_Task directions_
Reproduce every record below exactly as written, but leave out any pictures.

(Source data)
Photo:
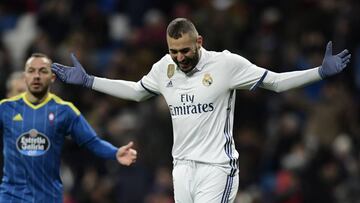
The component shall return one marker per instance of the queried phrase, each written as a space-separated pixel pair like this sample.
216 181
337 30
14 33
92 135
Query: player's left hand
333 64
126 155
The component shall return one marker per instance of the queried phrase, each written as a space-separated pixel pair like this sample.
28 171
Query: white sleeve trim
279 82
128 90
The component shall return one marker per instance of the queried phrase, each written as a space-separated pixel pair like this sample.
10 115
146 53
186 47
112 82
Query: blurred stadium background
298 146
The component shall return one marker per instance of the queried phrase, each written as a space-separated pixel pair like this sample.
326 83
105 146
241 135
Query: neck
36 98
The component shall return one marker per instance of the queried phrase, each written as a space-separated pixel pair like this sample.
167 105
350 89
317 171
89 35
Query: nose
36 74
180 57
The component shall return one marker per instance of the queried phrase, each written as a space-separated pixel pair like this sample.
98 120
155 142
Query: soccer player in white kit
199 87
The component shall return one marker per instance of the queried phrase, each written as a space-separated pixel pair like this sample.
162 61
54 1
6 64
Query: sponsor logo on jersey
51 116
207 80
187 109
17 117
32 143
169 84
171 70
189 106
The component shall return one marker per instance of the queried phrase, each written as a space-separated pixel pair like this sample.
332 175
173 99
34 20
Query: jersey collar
200 65
48 98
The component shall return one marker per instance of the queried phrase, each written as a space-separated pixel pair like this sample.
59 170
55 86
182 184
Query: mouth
36 84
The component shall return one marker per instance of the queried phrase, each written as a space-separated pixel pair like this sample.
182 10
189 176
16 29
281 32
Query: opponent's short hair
17 75
40 55
180 26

_Exercise result_
Photo:
The component shall return one marker per instance of the queried phrase, each written as a space-separated pixel pair like this sample.
216 181
337 30
14 33
92 135
Query: player's left hand
333 64
126 155
The component shall return one marker per instance of the queried phrase, each written as a space-separated pixel pair like this sample.
28 171
Query: white sleeve trim
279 82
128 90
The component shall return one marker per instance of the queried phrase, each written as a space-separated pixel pair like this sample.
10 115
146 53
186 47
112 82
Query: blurred stadium background
298 146
The component shall return one marker per instance of the queried phrase, each written as a space-separated pixel pair like this sample.
326 83
105 146
241 135
Query: neck
36 98
The component shall return one marker per instance of the queried phrase, each written as a space-separated pixel pair like this sample.
167 105
350 89
317 171
89 35
Query: nose
36 74
180 57
The component shall return one marker per instance of the queried phrase, each written as a space-separated pixel pair like this sample.
98 120
155 142
Query: soccer player in white kit
199 87
The component shall return one marker per instance of the queried phrase, each written as a space-separated pixel pair like this sample.
162 61
54 1
6 64
Query: sponsor logo on jersey
51 116
207 80
187 109
17 117
32 143
169 84
171 70
189 106
The component shall return one marker per instance of the queried phrase, each written as a space-separated pixel pair like this sample.
332 175
173 99
34 20
Query: jersey collar
200 65
48 98
The component shall return one marker per instance of the queried phrase, each written as a space-separated pixel pair like this sample.
59 170
55 86
182 184
Query: mouth
36 84
The component shall return one marker per instance of the queried phrase, each written as a space-separated pixel pair like this sample.
182 10
189 176
16 29
281 32
Query: opponent's short hair
17 75
40 55
180 26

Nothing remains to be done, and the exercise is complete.